> DOCUMENT TEXT
## BEGIN

# HW6 Neural Nets

By Maia Rosengarten <br/>
SID: 23572580 <br/>
Login: cs-<br/>
April 14, 2017

In [3]:
import matplotlib
import numpy as np
from numpy import linalg as LA
import matplotlib.cm as cm
import matplotlib.mlab as mlab
import matplotlib.pyplot as plt
import math
import scipy as sp
from scipy import io
from scipy.stats import logistic as sig
import pandas as pd

np.set_printoptions(threshold=np.nan)

import sklearn
from sklearn.preprocessing import normalize
# from sklearn.feature_extraction import DictVectorizer as dv

# from sklearn.preprocessing import Imputer as imp
import csv
from sklearn.model_selection import train_test_split
from sklearn.metrics import accuracy_score
%matplotlib inline

# NP FNS

In [4]:
def vec(arr): # d b 1 --> (d, 1)
    return arr.reshape((arr.shape[0], 1))

In [5]:
def arr(vec): # 1 by d --> (d, )
    return vec.flatten()

# UTIL FNS

In [43]:
def plotAccuracies(accuracies, depths):
    '''
        Plots accuracies as a function od depth
        Args:
            costs (ndarray) - lst of costs per iteration of gradient descent
    '''
   
    plt.plot(depths, accuracies)
    plt.title("Prediction Evaluation Decision Tree On Census Data")
    plt.xlabel('max_depth')
    plt.ylabel('accuracy')
    plt.show()

In [44]:
def generateCsv(aryPredictions, strCsvName):
    '''
    Writes predictions of testSet to csv file
    Args:
        aryPredictions (ndarray) - (nx1)-array of predictions given size n test (or valid) set
        strCsvName (str) - name of csv file to write to
    '''
    with open(strCsvName + '.csv', 'w') as csvfile:
        writer = csv.writer(csvfile)
        for i in range(len(aryPredictions)):
            writer.writerow([i, aryPredictions[i]])

## END

> PROVIDED DATA
## BEGIN

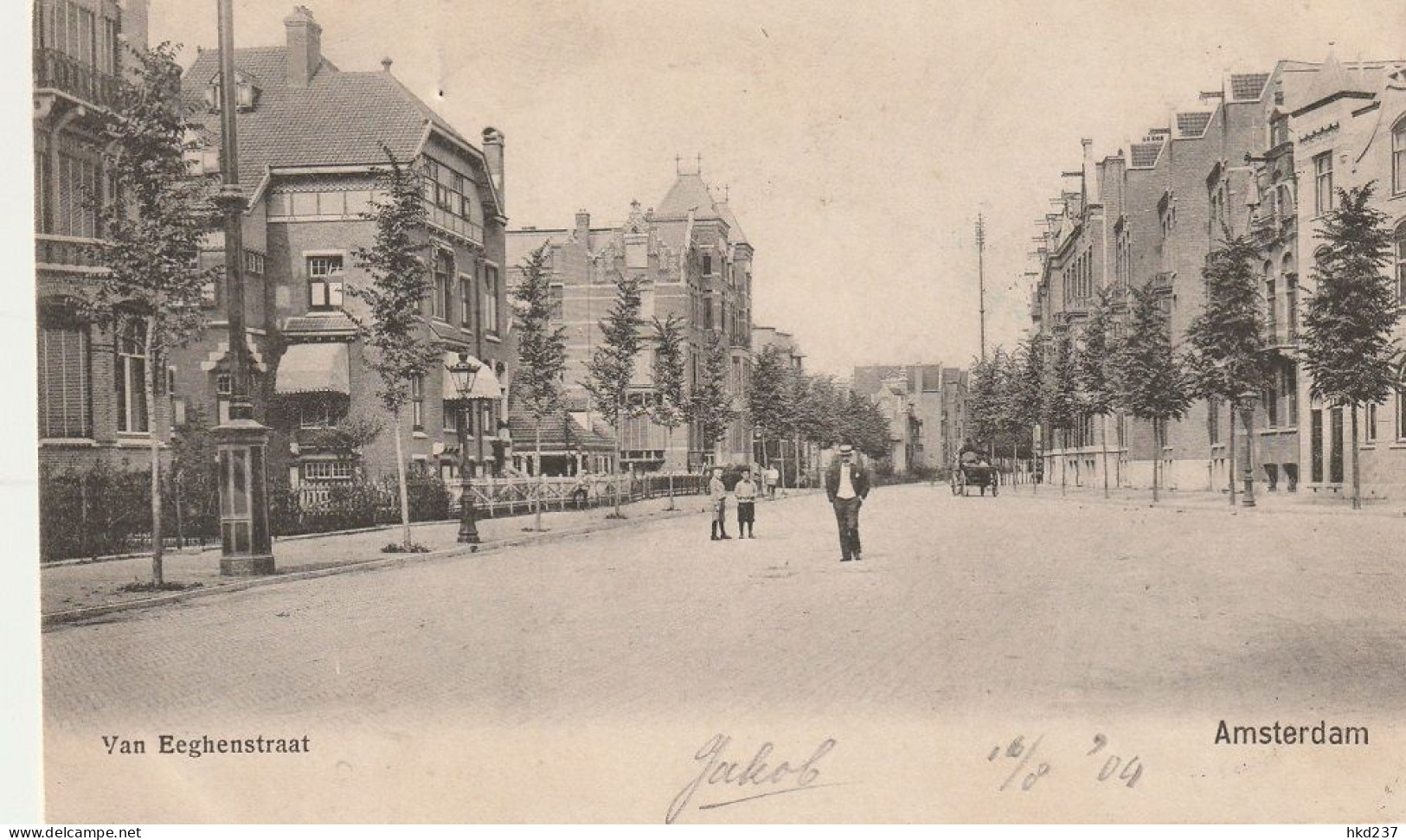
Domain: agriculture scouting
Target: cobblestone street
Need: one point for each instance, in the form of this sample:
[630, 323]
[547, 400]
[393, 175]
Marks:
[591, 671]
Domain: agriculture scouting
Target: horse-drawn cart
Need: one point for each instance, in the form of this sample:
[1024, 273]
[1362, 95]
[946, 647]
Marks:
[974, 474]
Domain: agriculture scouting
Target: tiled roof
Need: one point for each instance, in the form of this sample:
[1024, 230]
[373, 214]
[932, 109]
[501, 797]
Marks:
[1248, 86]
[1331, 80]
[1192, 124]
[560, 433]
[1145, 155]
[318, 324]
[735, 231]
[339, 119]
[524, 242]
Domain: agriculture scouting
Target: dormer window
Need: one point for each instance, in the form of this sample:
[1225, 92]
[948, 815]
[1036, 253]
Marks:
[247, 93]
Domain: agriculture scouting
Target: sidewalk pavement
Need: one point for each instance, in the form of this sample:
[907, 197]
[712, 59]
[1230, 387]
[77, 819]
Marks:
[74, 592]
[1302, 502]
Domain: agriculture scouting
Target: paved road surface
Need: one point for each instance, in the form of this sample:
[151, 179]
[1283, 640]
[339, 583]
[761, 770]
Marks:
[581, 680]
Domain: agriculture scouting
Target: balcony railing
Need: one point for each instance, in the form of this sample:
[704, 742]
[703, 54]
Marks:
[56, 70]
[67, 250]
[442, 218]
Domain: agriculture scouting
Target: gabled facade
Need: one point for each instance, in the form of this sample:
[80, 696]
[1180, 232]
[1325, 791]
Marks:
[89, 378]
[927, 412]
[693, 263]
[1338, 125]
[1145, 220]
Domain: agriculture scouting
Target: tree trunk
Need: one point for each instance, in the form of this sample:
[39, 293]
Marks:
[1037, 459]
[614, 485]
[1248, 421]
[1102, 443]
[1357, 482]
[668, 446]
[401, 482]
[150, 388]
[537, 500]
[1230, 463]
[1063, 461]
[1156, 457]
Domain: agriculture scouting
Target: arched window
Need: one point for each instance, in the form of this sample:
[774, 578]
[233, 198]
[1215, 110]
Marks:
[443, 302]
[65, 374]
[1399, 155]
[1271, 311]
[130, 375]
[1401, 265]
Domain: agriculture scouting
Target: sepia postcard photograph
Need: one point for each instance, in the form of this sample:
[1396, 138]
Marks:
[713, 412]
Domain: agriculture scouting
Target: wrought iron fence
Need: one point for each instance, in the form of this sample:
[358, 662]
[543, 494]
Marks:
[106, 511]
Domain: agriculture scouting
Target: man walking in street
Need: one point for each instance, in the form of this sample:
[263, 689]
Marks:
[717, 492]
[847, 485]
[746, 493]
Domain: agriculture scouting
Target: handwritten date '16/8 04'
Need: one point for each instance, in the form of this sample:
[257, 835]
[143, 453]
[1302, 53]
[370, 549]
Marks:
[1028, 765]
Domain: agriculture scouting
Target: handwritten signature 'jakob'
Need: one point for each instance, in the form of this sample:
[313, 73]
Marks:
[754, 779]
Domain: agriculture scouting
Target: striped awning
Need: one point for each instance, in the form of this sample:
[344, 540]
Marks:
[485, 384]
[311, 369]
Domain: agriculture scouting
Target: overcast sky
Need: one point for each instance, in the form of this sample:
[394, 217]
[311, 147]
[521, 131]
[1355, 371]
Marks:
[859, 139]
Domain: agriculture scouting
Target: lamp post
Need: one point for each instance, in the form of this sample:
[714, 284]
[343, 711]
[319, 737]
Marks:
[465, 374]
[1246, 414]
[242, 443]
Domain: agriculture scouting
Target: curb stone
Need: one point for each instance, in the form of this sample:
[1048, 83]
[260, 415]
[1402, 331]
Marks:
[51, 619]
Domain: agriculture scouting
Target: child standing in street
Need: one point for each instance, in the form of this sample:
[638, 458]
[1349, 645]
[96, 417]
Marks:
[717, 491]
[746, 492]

## END

> TO BE DONE
- 1) In the neural nets homework notebook, what title does the plotAccuracies function give its plot?
- 2) Copy the part of the neural nets homework notebook between "import sklearn" and "d b 1 --> (d, 1)", inclusive.

> SOLUTIONS BELOW
- 1) Prediction Evaluation Decision Tree On Census Data

- 2)
import sklearn
from sklearn.preprocessing import normalize
# from sklearn.feature_extraction import DictVectorizer as dv

# from sklearn.preprocessing import Imputer as imp
import csv
from sklearn.model_selection import train_test_split
from sklearn.metrics import accuracy_score
%matplotlib inline

# NP FNS

In [4]:
def vec(arr): # d b 1 --> (d, 1)